## Work instruction
If a line in the listing below includes the word "seedling", pick it out.

>>>

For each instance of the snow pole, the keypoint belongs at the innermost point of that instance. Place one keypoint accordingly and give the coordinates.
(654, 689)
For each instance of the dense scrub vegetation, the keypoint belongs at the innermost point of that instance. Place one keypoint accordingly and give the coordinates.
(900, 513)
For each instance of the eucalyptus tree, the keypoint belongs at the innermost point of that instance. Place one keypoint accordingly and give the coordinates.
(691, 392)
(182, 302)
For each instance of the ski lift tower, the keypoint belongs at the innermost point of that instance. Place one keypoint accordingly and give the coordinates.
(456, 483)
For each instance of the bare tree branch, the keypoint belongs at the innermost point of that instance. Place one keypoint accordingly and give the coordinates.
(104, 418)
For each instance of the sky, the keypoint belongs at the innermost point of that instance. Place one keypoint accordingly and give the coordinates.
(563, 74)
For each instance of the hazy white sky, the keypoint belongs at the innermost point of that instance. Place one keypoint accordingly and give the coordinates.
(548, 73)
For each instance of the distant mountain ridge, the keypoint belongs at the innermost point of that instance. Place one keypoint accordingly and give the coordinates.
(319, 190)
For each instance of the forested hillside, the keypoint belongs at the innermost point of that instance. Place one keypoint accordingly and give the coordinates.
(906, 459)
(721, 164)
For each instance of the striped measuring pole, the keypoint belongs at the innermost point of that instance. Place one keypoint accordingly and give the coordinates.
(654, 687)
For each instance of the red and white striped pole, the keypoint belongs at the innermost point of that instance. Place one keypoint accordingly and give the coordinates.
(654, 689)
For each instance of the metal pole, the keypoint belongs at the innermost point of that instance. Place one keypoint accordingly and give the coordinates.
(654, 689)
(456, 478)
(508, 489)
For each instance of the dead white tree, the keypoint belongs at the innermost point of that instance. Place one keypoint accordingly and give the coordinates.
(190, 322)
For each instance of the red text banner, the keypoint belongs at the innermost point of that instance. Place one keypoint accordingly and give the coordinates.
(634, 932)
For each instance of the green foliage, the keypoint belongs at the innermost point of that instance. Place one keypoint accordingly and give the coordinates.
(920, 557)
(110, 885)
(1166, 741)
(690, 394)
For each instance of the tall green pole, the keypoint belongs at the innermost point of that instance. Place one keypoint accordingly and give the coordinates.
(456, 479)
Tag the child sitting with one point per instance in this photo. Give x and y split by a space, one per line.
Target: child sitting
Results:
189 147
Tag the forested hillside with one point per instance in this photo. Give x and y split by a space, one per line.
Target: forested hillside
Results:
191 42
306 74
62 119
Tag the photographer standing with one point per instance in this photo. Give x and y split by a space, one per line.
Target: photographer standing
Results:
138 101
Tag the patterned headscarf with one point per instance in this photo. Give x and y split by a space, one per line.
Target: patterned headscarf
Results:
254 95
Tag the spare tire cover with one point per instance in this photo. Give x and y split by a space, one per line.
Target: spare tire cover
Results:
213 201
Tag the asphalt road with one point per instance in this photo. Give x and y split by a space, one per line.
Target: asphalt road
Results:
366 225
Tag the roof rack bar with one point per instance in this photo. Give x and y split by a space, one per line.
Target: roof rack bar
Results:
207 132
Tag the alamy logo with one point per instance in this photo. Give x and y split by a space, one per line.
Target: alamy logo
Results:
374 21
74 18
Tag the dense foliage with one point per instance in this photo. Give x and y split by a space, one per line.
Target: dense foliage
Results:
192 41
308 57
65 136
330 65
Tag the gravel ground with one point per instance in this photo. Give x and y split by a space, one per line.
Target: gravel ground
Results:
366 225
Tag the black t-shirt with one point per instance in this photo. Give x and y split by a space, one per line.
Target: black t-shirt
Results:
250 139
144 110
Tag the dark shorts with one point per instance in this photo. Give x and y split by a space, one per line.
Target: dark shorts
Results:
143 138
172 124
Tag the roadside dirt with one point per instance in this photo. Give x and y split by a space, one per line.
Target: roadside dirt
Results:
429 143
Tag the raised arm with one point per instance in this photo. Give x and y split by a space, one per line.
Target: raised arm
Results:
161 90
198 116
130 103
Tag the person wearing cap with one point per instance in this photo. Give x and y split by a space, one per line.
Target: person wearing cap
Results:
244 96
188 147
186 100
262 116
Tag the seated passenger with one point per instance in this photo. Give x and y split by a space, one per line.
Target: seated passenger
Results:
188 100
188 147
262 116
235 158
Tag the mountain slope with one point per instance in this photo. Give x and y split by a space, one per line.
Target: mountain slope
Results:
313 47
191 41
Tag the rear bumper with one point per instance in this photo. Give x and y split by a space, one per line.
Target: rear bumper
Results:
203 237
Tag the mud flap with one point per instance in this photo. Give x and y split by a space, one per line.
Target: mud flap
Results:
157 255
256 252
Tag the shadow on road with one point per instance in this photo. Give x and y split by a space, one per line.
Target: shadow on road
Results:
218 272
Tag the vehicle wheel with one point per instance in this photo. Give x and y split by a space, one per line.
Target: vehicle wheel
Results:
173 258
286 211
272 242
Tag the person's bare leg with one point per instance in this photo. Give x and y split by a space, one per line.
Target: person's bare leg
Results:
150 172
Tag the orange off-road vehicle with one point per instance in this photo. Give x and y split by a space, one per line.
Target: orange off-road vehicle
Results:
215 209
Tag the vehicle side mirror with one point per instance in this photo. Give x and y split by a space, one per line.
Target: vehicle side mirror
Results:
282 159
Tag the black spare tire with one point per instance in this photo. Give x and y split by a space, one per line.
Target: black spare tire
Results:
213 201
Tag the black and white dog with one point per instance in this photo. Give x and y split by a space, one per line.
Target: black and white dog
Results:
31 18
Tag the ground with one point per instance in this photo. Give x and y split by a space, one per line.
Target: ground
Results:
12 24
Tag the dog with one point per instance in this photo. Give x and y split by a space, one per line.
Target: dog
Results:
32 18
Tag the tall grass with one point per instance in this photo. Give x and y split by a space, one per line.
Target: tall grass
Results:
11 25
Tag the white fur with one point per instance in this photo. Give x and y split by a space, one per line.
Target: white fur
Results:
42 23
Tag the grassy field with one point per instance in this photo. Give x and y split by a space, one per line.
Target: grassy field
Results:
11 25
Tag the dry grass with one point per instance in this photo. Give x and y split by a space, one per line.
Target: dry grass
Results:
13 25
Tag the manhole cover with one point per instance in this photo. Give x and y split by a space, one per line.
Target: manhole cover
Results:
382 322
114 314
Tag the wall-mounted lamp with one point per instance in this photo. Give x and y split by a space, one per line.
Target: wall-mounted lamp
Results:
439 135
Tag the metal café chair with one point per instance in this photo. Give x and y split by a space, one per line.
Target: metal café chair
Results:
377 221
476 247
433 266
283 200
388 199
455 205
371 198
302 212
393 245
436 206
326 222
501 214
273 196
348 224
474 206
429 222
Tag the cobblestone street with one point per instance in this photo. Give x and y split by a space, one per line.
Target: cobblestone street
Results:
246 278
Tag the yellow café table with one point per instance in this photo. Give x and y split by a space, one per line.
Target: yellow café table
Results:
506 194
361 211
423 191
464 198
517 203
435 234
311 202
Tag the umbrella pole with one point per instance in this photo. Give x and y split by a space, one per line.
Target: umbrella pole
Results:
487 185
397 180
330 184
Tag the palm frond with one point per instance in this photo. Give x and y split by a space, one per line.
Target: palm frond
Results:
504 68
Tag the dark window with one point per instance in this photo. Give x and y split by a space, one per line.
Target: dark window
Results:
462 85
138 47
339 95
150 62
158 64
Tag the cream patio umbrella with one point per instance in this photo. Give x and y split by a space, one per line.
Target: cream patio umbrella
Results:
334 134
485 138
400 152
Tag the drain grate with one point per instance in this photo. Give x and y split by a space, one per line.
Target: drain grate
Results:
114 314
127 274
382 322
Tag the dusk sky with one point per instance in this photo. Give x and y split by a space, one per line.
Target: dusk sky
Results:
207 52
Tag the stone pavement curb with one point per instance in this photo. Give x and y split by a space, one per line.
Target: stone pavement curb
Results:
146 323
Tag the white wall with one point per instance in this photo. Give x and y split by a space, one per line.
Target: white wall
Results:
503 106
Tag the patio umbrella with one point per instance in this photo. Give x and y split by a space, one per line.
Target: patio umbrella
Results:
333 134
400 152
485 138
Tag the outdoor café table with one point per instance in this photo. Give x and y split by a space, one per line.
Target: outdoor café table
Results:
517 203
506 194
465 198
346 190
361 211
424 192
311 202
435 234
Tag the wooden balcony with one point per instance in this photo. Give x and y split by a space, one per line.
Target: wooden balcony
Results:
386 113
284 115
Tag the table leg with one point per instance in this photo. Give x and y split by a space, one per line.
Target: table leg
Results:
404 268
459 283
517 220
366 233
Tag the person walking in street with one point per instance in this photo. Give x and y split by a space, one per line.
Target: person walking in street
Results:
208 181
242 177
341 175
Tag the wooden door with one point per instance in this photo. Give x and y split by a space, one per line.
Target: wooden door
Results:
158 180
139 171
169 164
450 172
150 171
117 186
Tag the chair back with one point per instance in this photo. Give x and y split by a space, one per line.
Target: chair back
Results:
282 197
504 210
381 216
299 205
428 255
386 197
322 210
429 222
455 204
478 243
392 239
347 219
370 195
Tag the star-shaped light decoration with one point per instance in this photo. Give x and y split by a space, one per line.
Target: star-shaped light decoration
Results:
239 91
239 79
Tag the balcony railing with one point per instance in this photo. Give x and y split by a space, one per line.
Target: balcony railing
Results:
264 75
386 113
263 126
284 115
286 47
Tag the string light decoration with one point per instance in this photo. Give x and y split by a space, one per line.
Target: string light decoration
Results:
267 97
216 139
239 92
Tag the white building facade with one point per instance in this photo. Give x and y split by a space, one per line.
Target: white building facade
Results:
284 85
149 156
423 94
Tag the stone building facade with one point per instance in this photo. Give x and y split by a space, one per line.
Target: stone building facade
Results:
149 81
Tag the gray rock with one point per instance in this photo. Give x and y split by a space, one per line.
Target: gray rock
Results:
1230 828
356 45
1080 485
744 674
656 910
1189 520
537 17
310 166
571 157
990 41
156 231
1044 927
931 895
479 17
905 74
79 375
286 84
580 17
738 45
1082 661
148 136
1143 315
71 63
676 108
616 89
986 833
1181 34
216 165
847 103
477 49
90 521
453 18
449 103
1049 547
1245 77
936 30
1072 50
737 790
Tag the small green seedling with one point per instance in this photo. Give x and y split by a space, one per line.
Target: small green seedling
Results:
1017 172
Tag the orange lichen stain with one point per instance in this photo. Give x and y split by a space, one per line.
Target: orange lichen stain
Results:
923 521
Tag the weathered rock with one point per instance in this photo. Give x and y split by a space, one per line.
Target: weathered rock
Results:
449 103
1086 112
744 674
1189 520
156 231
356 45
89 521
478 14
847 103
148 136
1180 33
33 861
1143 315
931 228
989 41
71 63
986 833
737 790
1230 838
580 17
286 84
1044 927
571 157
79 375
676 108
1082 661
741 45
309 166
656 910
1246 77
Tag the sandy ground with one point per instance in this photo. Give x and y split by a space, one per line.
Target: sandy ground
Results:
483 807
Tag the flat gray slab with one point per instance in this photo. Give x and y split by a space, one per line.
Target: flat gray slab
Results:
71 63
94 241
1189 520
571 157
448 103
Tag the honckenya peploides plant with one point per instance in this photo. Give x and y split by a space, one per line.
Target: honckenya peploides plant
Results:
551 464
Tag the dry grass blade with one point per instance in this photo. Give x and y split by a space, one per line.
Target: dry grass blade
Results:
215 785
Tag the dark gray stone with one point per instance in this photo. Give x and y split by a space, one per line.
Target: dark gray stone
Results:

<<<

## Solution to this exercise
Tag the small green seedling with one point per instance in this photo. Give x and y split by a space, one per line.
Target: small green seedling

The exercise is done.